EXTRACT PROVIDED.
As for unemployment, the fallout it causes, ranging from temporary malaise to social and emotional implosion, is a shared experience but one that isn't discussed openly. "People who have lived through downward mobility," explains a book on the subject written by an anthropologist, "are often secretive and cloistered or so bewildered by their fate that they find it hard to explain to themselves, let alone to others, what has befallen them." Therefore most of us don't hear about it, don't understand it, and are never prepared for handling it.

My husband's and my problem, as it often happens, was larger than fretting over the personal side of our finances. We were equally, or perhaps more so, upset by contrasting ourselves to our better-off friends and neighbors. It doesn't make logical sense why we should concern ourselves with the financial situations of those around us. After all, they're not paying our bills and we're not paying theirs. Life is not a zero-sum game, with one person's gain having to be another person's loss. So we have no real reason not to be glad for another's success. Right? If only it worked that way. In fact, it does matter to us. And the more difficulties we are having, the more the success of others, frankly, aggravates us.

In our competitive, comparison-minded culture, relative success is what matters. So another person's gain really can feel like our loss. Economists refer to "positional goods," the things we buy that are meant to set us a notch higher than others who don't have them; and psychologists ponder "status anxiety," our worry that we are not keeping up with others. In measuring where we stand, relativity is everything.

Professors at Harvard and the University of Miami conducted a survey about income. They asked over 250 people whether they would prefer to earn $50,000 per year while those around them earned $25,000, or to earn $100,000 while those around them earned $200,000. More than half chose the first scenario, giving up having twice as much total money in order to have relatively more than others.

GOAL 1. From the passage on unemployment and status anxiety, extract the stretch from "My husband's and" through "frankly, aggravates us." word for word.
GOAL 2. Extend the passage on unemployment and status anxiety, picking up after its final sentence.

GIVEN ENTRIES.
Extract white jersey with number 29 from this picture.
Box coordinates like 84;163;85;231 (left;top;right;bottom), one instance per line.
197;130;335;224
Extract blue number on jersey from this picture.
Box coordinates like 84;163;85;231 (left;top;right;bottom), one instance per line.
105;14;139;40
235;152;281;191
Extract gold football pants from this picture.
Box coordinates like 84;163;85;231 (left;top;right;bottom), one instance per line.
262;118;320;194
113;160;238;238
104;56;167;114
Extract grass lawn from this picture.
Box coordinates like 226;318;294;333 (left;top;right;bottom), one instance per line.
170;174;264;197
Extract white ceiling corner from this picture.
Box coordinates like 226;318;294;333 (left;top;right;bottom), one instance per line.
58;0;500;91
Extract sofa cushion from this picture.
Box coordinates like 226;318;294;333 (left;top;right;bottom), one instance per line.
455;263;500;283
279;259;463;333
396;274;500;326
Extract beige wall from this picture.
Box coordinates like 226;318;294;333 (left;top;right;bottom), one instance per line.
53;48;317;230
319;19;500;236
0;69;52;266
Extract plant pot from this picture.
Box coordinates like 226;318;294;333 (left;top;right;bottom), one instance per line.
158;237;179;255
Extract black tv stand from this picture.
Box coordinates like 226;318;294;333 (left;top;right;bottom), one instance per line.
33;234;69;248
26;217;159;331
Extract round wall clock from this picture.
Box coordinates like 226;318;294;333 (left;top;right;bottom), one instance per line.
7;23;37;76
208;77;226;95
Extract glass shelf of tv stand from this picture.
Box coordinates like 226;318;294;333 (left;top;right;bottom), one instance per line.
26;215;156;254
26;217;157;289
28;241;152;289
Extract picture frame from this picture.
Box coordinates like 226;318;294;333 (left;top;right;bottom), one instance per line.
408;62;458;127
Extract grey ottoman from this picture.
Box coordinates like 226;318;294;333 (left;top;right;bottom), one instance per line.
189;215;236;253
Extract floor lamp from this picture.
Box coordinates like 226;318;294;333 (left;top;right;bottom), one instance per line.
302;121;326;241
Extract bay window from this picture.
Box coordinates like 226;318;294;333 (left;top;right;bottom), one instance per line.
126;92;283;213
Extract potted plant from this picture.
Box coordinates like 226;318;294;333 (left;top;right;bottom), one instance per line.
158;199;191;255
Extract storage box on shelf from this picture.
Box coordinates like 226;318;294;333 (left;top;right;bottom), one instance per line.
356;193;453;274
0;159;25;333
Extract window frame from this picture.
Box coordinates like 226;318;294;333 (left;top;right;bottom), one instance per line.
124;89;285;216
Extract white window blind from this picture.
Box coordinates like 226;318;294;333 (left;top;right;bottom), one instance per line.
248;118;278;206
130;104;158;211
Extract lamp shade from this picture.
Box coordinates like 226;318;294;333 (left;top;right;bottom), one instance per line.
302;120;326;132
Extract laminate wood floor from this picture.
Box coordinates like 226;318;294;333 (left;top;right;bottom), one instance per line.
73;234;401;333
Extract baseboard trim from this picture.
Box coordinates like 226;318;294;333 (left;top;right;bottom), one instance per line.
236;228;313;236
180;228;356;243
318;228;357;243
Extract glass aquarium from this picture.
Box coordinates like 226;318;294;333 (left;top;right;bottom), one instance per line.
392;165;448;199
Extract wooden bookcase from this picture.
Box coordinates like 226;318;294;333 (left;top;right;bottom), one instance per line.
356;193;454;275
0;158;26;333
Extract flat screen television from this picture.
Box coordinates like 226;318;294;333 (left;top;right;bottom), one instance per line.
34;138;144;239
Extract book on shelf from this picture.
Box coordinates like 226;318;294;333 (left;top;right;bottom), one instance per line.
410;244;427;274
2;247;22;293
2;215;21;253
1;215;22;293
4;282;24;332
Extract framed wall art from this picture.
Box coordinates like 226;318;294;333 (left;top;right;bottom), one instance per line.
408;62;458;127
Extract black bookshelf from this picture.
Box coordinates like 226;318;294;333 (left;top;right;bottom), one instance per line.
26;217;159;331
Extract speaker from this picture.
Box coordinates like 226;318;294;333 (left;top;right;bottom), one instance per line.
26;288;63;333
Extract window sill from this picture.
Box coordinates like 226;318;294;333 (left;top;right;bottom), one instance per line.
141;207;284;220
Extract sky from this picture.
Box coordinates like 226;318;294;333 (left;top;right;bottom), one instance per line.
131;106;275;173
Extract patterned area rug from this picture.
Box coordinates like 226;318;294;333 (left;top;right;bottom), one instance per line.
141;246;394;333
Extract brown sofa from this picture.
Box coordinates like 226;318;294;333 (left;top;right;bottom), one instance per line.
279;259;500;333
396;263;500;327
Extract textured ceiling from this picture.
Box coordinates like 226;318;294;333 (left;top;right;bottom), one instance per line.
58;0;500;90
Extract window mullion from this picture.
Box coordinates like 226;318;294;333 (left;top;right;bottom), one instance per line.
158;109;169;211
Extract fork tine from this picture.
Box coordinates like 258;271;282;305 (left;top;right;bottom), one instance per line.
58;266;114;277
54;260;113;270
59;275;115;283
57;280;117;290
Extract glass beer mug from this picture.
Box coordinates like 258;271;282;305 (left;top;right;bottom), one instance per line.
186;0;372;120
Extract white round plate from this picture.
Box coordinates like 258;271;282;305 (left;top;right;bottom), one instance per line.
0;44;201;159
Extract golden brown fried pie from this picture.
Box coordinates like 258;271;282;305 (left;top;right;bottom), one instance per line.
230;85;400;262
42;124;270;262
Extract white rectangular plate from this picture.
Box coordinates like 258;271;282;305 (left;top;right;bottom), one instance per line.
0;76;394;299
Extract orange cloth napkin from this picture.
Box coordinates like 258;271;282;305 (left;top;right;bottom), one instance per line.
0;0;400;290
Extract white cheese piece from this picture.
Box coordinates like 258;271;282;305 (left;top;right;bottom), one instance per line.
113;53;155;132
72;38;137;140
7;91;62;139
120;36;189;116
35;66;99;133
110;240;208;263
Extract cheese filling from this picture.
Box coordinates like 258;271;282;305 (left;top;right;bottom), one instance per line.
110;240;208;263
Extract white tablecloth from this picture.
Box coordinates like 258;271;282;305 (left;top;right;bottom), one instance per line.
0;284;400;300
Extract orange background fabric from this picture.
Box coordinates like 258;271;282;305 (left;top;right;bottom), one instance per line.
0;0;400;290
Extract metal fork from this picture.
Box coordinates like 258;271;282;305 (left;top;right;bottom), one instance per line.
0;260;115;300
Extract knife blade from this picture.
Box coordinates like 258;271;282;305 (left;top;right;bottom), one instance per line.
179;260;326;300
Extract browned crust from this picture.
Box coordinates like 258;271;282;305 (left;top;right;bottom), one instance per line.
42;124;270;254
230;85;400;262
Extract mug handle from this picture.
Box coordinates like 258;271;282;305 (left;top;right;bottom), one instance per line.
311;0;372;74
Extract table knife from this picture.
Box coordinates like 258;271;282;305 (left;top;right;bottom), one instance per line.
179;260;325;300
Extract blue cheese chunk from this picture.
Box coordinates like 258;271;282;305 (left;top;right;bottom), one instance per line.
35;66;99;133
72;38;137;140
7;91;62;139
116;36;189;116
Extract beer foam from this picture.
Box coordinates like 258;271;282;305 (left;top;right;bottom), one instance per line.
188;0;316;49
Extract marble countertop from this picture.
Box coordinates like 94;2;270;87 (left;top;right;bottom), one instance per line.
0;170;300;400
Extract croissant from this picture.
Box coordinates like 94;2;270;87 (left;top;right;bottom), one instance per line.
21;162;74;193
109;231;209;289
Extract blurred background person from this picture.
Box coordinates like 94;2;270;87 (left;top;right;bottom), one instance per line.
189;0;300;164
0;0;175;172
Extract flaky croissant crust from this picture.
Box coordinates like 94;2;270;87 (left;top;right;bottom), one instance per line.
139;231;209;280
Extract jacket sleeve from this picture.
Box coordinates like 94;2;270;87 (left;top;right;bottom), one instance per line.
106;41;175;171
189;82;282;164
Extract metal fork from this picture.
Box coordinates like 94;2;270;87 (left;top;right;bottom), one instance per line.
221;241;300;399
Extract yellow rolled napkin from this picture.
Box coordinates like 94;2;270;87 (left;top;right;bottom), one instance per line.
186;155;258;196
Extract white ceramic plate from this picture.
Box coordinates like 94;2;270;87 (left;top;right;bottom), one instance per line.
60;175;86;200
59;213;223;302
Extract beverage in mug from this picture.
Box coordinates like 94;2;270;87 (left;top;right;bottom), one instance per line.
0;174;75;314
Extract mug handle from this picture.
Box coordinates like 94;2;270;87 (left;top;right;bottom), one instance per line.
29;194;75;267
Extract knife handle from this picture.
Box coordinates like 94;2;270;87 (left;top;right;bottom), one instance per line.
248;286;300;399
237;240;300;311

WRITTEN REPLY 1.
My husband's and my problem, as it often happens, was larger than fretting over the personal side of our finances. We were equally, or perhaps more so, upset by contrasting ourselves to our better-off friends and neighbors. It doesn't make logical sense why we should concern ourselves with the financial situations of those around us. After all, they're not paying our bills and we're not paying theirs. Life is not a zero-sum game, with one person's gain having to be another person's loss. So we have no real reason not to be glad for another's success. Right? If only it worked that way. In fact, it does matter to us. And the more difficulties we are having, the more the success of others, frankly, aggravates us.

WRITTEN REPLY 2.
A more nuanced experiment showed even more strongly how important relative wealth is to us. Researchers in Britain set up a computer gambling game in which each player got 100 units of currency. The subjects played to increase their wealth, and as they played they could also see how well the other players were doing. Then a new level of the game was introduced: First some random players were given a 500 unit bonus, and then all players were given the ability to pay some of their own currency in order to "burn" other players and reduce the other players' wealth. In what came as a surprise to the researchers, the game became all about burning. The players who hadn't gotten the bonus immediately struck out against the newly rich. Although it hurt their own wealth, two-thirds of the players spent their own currency to bring the wealthier players down.

Another bit of Petri dish proof that we care all too much about how much money our peers have comes from a recent experiment conducted at Princeton. A series of two players were openly explained the terms of a game that would be played only once: One player was given ten dollars and had to make an offer of some amount of that money to the other player. If the other player accepted the offer, both players would get to keep their money. But if the other player refused the offer, then neither would get to keep any money. Rational behavior says that Player B would accept any offer, since doing so meant personal gain, while refusal of any amount meant getting nothing. But that's not what usually happened. When Player A's offer was seen as unfair (a piddling dollar, for instance), it was usually refused by Player B, leaving both players with zero. As one of the study's authors wrote, "Player B often gives up a smaller sum so Player A doesn't get a larger sum."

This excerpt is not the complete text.